- Passage shown -

§ §

With only 1 week to redesign such high-traffic apps I spent a bulk of the time researching the products' performance and user experience and identifying UX/UI hiccups and possible solutions to target in their improvement; connecting the product and brand purpose more closely with endeavored impact performance.

Contribution

I created all visual assets for mockups following relevant company identity guidelines and in some cases expanding the brand langauge.

Deliverable(s)

KLM: 3 screens in succession for mobile app; PayPal, homepage cross-platform (Android, iPhone, and Desktop)

Intro Screen Pipeline

At a Glance

Birds-Eye

KLM: Overview

Design Foundation

I chose to do the first three screens for KLM (since I do fly KLM). I felt in general that the design was a little withdrawn for a brand that pronounces 'user friendliness' as one of its guiding principles. For this redesign I focused on giving the UI more breathing space, omitting unnecessary words, and creating a more intuitive visual and structural hierarchy that matches the general user’s model of the flying process at the airport.

§ §

- Extracted material -

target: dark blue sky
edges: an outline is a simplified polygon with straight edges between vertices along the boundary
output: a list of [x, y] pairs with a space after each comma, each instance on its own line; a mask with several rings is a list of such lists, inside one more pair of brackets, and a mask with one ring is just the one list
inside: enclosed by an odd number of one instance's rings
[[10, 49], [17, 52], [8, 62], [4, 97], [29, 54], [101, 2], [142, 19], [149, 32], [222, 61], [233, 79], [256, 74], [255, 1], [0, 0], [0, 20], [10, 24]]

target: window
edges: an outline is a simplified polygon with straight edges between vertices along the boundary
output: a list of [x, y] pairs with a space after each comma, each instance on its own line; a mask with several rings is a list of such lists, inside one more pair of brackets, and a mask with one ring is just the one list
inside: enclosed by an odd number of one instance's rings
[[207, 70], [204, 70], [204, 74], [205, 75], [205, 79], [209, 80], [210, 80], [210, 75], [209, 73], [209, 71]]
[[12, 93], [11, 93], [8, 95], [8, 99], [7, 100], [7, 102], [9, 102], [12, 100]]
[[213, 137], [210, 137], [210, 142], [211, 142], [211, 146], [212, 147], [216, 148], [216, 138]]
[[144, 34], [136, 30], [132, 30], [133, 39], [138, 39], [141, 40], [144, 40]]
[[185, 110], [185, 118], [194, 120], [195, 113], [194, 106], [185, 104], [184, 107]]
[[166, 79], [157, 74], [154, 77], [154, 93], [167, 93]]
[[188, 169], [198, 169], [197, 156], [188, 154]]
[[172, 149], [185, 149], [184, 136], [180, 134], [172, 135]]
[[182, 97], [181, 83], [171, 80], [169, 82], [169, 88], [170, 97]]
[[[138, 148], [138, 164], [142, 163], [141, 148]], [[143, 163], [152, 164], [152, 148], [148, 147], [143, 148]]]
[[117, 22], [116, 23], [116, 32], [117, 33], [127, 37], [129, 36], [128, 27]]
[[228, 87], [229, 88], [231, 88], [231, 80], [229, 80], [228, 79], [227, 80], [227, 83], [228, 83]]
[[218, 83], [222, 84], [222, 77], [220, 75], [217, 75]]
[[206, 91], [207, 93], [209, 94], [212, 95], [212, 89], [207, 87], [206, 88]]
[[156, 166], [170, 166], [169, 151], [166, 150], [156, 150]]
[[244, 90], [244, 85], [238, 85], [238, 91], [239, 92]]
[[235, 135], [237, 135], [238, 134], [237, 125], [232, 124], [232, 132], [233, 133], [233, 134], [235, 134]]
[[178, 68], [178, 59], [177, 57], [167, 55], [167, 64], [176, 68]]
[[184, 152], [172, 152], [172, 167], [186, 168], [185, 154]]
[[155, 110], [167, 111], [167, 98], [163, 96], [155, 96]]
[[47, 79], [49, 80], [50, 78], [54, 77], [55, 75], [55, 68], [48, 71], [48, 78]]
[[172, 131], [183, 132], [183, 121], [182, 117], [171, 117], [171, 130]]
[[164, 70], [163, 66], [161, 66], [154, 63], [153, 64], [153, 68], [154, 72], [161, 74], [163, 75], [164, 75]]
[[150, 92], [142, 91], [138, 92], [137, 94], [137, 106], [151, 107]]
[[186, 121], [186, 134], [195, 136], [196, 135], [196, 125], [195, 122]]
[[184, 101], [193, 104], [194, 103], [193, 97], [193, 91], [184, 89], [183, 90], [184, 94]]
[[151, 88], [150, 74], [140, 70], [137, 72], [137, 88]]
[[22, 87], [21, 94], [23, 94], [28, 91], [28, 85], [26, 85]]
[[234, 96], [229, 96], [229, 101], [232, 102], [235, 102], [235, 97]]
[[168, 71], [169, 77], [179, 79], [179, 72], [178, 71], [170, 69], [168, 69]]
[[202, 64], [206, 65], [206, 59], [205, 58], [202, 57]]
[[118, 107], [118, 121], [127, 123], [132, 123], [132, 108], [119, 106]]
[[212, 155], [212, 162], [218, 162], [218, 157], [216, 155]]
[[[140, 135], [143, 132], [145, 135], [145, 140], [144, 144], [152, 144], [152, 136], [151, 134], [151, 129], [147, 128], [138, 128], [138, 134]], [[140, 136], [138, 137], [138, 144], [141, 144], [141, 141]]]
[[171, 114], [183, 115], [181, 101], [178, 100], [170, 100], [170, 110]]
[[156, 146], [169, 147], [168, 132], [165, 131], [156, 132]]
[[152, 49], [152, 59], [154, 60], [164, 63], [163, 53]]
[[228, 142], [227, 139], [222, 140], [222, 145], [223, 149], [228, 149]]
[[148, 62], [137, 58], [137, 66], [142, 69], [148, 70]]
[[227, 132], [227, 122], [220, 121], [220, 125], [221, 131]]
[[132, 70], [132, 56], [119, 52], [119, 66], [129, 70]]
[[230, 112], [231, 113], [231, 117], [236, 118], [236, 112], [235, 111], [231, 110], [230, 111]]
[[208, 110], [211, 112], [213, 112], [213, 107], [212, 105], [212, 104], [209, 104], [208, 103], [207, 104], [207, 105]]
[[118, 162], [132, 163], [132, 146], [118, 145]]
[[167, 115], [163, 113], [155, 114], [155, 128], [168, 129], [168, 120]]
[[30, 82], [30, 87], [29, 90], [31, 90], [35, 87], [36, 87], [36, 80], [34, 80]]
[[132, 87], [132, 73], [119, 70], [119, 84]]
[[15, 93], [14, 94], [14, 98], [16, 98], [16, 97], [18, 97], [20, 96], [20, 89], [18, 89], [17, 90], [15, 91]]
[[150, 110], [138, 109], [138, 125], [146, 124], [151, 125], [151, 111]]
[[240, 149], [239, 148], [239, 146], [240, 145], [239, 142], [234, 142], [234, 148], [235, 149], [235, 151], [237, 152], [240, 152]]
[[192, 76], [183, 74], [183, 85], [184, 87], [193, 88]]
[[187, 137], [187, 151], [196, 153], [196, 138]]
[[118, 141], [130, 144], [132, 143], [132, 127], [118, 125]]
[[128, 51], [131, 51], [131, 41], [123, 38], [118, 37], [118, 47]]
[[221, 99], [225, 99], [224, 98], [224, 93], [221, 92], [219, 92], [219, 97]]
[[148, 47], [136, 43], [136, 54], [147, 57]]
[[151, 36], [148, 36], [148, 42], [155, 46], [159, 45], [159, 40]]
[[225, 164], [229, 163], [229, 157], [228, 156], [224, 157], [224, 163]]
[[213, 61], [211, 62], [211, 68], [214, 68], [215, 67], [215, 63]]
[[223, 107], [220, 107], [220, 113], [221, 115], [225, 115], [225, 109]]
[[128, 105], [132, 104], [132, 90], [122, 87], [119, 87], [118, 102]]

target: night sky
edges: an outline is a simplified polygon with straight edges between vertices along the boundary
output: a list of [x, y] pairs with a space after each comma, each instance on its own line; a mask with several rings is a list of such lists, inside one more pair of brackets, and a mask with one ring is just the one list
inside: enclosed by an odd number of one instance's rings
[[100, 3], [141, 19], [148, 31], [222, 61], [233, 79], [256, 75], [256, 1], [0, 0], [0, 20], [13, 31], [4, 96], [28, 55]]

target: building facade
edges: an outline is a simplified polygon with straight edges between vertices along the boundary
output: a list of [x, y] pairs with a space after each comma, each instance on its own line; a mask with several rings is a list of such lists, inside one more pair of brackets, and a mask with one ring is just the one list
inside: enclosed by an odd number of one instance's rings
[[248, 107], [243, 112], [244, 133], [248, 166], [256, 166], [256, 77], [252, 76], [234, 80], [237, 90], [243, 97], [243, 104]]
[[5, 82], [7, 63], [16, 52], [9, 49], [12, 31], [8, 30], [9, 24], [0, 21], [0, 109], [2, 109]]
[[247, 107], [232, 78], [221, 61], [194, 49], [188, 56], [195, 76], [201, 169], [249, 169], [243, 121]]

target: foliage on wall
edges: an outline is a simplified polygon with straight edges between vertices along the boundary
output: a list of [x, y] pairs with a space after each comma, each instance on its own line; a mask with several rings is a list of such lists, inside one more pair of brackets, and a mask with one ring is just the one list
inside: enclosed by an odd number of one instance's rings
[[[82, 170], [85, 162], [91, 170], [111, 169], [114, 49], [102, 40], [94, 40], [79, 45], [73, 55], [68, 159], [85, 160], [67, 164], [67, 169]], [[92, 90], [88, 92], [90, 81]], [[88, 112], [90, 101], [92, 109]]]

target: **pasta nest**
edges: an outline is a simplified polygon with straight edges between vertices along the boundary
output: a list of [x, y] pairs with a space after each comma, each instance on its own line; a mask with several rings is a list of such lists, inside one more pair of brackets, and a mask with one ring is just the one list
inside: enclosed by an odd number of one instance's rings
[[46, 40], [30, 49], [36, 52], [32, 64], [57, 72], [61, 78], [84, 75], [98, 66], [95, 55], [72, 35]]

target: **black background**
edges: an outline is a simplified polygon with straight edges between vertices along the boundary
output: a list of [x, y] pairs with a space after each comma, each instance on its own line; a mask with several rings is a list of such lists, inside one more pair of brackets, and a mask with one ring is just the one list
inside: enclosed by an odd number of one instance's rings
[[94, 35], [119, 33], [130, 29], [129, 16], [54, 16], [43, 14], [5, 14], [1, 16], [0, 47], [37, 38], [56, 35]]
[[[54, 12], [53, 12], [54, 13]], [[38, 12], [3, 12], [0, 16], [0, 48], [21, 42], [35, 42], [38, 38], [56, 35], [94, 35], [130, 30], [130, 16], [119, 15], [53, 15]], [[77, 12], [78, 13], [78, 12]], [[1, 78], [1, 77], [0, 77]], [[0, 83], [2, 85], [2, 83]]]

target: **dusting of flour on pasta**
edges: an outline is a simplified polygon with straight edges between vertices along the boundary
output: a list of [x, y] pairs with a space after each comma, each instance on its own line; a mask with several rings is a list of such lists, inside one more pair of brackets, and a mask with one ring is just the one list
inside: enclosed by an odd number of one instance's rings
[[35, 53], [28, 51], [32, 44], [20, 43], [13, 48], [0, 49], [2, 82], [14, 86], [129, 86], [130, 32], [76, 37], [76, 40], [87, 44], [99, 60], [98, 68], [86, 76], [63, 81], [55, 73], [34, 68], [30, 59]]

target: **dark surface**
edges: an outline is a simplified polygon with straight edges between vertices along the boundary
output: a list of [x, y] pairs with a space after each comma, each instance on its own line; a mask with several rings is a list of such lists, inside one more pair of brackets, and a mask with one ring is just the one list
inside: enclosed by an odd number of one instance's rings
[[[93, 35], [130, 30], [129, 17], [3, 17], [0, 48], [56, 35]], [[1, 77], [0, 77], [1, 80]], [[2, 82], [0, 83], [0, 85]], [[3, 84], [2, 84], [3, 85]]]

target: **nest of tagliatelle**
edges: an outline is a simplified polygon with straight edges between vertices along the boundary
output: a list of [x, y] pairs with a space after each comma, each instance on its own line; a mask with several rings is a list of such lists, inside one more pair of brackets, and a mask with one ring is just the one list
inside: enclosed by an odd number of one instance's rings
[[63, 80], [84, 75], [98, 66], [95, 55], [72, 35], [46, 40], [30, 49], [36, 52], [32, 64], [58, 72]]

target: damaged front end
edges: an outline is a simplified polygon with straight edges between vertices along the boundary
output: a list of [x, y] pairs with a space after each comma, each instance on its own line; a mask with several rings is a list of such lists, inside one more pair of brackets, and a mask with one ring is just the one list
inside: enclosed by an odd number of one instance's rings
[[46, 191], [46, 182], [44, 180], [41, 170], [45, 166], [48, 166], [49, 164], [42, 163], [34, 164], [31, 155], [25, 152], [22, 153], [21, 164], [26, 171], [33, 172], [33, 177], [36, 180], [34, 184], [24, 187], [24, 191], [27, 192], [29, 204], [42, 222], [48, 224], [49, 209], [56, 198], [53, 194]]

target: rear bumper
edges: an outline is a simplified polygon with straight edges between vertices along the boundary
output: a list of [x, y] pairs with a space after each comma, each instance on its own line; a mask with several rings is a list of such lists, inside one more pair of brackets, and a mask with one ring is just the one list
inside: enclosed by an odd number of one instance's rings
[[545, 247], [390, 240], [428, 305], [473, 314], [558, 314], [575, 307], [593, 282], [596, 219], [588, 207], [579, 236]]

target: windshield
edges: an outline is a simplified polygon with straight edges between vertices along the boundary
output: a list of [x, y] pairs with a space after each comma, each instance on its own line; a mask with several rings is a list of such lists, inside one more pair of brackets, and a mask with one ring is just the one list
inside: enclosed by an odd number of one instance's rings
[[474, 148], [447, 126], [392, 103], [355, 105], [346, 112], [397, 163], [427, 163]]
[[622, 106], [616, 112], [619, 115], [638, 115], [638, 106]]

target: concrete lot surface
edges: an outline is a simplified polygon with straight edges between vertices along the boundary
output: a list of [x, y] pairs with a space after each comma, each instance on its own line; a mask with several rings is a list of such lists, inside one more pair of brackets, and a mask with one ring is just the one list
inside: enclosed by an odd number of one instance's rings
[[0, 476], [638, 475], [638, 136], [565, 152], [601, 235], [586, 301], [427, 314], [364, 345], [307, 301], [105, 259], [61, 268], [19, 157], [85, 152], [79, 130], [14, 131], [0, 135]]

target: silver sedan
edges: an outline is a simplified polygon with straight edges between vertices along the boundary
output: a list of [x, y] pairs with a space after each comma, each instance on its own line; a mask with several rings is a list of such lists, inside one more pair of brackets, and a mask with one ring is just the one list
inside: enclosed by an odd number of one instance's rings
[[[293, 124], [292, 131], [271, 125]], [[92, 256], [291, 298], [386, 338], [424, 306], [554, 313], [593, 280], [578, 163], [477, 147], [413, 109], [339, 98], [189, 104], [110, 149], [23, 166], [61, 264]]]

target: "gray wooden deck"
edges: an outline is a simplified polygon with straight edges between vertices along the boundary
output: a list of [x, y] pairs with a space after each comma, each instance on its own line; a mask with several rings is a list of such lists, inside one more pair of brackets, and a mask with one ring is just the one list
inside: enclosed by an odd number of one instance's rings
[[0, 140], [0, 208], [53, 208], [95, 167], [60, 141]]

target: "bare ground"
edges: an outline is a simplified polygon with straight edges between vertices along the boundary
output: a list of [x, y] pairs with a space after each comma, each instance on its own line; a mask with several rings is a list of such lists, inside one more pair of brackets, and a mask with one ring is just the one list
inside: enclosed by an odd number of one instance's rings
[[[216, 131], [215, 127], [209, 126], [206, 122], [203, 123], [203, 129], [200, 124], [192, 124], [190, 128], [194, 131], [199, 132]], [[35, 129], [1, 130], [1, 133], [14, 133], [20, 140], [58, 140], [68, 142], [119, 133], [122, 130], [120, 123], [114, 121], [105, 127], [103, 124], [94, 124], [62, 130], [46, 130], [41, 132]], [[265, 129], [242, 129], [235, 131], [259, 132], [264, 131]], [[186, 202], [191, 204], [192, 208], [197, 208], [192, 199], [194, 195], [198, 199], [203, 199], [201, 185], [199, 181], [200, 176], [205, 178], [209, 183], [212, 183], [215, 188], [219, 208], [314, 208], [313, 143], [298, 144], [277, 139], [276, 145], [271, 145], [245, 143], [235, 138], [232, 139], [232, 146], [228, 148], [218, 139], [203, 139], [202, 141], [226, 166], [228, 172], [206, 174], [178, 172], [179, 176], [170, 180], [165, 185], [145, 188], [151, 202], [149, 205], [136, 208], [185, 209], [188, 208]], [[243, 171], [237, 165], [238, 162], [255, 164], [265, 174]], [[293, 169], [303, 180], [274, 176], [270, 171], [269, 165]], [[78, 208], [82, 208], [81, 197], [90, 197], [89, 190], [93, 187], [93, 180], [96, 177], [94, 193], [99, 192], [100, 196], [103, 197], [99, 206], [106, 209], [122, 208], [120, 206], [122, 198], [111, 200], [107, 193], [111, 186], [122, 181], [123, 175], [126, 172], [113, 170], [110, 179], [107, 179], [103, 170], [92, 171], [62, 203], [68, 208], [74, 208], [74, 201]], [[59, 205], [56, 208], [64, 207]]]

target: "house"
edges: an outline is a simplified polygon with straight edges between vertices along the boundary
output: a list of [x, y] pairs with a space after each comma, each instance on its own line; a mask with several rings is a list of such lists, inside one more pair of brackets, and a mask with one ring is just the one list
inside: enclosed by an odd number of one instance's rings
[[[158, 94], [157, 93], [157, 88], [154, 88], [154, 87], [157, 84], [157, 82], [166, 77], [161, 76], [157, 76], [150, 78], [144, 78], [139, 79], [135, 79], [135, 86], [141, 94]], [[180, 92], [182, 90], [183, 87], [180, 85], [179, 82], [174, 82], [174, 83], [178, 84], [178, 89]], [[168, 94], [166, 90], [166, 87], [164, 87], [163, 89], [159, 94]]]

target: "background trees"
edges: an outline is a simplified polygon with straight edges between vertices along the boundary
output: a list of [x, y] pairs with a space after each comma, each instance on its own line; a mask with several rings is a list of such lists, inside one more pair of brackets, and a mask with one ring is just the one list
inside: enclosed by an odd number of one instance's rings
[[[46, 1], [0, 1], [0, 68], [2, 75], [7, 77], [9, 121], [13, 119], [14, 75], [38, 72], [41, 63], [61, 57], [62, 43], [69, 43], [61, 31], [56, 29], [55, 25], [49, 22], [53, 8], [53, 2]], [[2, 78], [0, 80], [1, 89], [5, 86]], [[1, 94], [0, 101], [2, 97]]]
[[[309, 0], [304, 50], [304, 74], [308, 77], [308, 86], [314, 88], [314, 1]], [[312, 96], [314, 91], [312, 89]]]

§ §

- Instruction 1 -
According to the final paragraph of the app redesign text, what did the KLM redesign focus on? List each item.
- Instruction 2 -
Repeat the app redesign text word for word, starting with "Contribution" and going on through "Deliverable(s)".
- Instruction 3 -
Pick up the app redesign text after its last sentence and continue it.
The listing is separate material and is not part of the app redesign text.

- Written response 1 -
- Giving the UI more breathing space
- Omitting unnecessary words
- Creating a more intuitive visual and structural hierarchy that matches the general user's model of the flying process at the airport

- Written response 2 -
Contribution

I created all visual assets for mockups following relevant company identity guidelines and in some cases expanding the brand langauge.

Deliverable(s)

- Written response 3 -
Approach

From my brand research into KLM’s vision, I found they were/are struggling with staying traditional and professional while updating. I sought to first, align their UI with brand values and pivot the app's UX towards a user's in-airport experience. I added an abstract geometric cloud theme to the app. using circles (to match their crown logo design), with a white gradient. Though clouds might normally be considered cliché, here it feels subtle and feminine (as KLM indicated they desire), calming for first-time flyers, and youthful in the sense that they do not take themselves too seriously as to use clouds.

Goal(s)

Energize KLM UI while maintaining a hint of its traditional aesthetic.

Branding should maintain KLM style of class, allure and confidence.

App. Needs (according to users and KLM)

To be: Open, pragmatic, progressive, lively, fresh & maintain a feminine touch.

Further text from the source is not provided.